| WORK TO BE COMPLETED |
Everything from the line holding "[locate] the orange dump" through the last line below must be repeated exactly, and nothing else.

** Begin EXERCISE INPUT **

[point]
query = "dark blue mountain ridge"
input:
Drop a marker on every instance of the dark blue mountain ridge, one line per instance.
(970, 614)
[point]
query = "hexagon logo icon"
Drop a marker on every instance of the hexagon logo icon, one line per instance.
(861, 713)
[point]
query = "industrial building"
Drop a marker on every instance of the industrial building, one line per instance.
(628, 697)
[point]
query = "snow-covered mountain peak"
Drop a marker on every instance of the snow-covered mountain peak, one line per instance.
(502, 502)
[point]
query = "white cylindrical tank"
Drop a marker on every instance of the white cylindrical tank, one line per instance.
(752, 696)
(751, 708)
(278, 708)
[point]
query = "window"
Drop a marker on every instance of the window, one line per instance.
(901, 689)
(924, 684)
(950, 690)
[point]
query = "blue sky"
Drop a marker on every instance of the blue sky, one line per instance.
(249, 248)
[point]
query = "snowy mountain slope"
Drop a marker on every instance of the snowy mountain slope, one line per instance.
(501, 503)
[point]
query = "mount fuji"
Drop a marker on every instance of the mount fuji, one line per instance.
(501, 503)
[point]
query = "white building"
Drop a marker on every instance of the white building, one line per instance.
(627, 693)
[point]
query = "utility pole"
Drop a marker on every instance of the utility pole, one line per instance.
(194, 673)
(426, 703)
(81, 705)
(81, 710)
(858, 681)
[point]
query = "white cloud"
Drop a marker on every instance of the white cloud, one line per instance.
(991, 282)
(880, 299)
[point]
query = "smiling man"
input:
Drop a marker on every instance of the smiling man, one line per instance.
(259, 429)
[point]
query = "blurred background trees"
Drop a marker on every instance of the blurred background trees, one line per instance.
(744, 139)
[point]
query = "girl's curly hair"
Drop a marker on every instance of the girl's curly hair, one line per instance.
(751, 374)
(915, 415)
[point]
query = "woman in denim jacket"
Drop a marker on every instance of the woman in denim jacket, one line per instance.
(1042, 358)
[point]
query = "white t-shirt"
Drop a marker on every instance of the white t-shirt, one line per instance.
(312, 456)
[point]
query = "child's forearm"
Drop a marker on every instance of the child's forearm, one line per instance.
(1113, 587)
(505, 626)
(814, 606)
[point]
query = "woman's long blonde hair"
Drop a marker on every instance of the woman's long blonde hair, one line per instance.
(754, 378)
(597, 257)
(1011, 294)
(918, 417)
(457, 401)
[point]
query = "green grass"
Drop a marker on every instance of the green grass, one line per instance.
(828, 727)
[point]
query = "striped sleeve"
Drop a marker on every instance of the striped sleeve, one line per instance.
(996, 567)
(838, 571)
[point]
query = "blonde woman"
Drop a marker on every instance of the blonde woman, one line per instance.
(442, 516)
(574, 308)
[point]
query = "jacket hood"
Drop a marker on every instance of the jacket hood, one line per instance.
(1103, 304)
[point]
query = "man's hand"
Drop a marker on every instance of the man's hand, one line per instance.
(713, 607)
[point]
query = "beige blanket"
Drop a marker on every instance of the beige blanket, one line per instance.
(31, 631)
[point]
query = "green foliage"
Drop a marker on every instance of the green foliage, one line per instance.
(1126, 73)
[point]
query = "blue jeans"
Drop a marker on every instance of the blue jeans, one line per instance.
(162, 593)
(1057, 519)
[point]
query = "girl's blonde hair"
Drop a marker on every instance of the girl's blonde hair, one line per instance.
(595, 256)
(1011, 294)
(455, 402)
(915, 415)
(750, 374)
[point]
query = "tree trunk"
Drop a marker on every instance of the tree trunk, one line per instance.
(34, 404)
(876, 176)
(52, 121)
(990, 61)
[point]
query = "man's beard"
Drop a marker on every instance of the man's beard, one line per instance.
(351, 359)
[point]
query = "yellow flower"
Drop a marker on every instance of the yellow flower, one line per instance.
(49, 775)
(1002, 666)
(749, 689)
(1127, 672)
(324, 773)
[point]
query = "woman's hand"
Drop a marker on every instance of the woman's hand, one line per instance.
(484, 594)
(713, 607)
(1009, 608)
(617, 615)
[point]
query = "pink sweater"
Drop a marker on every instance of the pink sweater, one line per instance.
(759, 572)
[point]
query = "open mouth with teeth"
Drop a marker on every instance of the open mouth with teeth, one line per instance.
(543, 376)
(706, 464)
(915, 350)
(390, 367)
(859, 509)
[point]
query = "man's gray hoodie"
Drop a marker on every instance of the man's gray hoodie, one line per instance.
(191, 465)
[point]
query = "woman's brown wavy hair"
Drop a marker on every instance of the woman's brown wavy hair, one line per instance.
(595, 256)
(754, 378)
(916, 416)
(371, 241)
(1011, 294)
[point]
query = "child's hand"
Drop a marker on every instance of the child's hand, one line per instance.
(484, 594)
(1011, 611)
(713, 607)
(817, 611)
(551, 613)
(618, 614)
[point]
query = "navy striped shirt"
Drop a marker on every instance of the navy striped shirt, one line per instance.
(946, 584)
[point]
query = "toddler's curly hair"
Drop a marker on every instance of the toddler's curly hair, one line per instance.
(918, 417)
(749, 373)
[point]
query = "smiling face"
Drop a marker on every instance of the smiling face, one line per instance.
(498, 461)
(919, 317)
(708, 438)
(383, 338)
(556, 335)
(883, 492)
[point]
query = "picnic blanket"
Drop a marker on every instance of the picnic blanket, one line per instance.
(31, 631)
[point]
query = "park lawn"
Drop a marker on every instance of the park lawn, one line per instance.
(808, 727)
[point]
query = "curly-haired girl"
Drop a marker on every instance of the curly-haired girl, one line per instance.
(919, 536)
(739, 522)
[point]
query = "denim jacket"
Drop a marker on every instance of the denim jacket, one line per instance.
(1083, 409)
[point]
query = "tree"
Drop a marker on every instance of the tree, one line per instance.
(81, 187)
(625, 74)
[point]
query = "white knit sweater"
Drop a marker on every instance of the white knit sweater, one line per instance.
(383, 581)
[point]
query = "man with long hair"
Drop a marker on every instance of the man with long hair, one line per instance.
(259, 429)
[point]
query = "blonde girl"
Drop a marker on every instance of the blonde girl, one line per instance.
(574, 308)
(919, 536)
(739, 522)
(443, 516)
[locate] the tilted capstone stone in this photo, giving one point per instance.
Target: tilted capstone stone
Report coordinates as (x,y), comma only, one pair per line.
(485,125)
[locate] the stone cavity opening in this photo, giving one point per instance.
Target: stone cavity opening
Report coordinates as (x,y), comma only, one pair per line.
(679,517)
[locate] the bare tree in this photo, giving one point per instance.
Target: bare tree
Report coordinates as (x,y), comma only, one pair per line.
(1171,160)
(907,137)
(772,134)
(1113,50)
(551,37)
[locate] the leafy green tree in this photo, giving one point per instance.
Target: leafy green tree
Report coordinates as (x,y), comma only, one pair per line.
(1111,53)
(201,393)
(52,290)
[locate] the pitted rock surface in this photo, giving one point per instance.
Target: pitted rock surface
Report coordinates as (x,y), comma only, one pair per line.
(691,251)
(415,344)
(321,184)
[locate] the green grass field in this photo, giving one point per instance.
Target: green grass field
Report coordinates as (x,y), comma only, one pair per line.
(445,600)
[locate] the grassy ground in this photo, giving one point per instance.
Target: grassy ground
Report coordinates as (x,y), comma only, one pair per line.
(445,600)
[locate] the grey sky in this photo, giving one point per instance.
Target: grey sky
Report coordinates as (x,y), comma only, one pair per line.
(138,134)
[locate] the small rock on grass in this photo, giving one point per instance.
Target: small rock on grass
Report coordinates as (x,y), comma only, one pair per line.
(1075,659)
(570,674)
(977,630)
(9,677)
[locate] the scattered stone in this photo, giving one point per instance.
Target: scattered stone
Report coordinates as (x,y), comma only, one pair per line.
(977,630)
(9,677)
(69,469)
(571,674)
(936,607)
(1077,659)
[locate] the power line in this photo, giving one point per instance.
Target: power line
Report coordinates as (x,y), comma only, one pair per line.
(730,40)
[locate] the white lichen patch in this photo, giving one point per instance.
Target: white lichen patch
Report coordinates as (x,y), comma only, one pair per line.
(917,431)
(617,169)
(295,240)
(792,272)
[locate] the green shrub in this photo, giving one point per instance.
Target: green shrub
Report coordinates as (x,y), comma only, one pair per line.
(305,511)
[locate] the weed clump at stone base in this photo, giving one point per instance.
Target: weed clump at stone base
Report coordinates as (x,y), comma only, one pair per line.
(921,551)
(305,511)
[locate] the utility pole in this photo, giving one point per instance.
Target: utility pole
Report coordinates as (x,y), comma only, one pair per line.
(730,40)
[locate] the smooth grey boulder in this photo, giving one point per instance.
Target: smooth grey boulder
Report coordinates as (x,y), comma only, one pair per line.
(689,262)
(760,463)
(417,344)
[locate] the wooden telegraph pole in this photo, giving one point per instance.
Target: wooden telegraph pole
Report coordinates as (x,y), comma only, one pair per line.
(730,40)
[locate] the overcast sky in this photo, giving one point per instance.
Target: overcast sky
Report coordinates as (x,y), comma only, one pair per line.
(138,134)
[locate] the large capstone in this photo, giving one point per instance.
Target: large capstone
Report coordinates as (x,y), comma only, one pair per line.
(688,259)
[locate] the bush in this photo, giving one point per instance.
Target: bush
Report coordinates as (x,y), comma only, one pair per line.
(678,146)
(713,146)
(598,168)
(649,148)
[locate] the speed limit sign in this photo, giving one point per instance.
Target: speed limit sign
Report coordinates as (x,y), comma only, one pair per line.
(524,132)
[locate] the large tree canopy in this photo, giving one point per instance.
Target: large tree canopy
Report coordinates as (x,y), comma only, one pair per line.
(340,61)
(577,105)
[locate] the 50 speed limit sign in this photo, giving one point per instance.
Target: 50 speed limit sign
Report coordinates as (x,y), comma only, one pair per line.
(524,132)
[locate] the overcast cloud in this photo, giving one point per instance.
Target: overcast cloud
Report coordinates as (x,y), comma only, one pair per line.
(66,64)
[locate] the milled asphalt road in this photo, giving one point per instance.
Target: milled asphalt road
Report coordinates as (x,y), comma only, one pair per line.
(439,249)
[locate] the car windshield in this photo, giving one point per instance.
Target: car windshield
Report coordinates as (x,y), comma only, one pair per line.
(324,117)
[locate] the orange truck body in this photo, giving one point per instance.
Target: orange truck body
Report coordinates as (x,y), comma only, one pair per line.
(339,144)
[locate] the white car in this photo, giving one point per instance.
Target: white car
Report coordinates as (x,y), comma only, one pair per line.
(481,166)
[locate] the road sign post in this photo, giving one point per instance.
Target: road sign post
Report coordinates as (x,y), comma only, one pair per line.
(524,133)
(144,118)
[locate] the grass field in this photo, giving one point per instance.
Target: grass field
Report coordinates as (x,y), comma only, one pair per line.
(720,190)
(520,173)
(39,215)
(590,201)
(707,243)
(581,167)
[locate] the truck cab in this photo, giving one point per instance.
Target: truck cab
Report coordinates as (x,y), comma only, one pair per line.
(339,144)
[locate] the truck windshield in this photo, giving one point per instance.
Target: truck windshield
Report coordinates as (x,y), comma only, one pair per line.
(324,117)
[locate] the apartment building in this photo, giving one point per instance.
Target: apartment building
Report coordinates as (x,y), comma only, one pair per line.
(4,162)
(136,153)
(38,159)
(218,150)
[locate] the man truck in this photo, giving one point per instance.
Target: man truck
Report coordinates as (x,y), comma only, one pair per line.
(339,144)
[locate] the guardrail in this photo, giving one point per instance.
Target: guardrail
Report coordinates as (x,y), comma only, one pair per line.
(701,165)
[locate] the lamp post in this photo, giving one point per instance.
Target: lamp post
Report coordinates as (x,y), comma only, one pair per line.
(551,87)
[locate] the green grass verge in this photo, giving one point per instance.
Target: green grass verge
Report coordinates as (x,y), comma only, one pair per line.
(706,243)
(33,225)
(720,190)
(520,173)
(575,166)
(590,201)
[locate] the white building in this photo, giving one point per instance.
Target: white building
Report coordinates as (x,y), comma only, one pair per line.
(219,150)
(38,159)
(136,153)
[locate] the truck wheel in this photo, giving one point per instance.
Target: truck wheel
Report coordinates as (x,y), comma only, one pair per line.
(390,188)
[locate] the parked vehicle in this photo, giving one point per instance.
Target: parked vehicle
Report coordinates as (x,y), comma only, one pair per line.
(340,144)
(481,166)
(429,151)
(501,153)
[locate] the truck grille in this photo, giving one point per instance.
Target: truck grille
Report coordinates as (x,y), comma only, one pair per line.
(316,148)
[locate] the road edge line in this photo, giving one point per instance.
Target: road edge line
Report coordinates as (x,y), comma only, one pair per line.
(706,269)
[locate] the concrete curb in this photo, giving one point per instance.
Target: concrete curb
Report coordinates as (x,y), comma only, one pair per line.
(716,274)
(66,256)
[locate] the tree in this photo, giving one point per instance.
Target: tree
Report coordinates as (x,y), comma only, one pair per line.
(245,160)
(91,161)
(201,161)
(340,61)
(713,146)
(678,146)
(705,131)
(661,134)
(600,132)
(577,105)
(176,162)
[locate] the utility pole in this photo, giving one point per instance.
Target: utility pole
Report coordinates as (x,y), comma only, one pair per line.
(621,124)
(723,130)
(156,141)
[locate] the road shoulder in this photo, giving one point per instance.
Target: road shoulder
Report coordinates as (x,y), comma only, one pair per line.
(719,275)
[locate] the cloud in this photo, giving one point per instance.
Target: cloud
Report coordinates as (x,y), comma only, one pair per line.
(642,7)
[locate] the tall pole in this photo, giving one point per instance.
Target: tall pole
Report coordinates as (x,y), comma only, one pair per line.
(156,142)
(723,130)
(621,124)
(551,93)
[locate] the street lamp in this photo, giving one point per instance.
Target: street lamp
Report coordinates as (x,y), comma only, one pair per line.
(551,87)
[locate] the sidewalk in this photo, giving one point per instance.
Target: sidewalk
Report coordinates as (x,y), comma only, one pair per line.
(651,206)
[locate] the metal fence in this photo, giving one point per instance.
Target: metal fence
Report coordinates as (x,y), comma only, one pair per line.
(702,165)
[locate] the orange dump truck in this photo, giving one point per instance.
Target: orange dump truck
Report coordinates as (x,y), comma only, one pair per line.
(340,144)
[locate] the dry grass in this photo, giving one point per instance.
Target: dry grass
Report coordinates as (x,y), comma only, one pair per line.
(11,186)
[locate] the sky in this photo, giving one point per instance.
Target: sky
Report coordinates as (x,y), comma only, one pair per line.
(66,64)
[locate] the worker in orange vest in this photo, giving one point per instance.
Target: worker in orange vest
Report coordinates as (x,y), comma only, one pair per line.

** End EXERCISE INPUT **

| TASK RESULT |
[locate] the orange dump truck in this photo, giving one point per instance.
Target: orange dump truck
Report coordinates as (x,y), comma only, one pair per line.
(340,144)
[locate] the dry grass in this photo, giving one point per instance.
Target: dry grass
Report coordinates as (x,y), comma only, one pair per line.
(11,186)
[locate] the sky in this photo, giving one point per instance.
Target: sky
Report coordinates as (x,y), comma only, one pair per line.
(66,64)
[locate] the worker in orange vest in this photo, giving one point per instance.
Target: worker in orange vest
Report coordinates as (x,y), comma only, one pair per line.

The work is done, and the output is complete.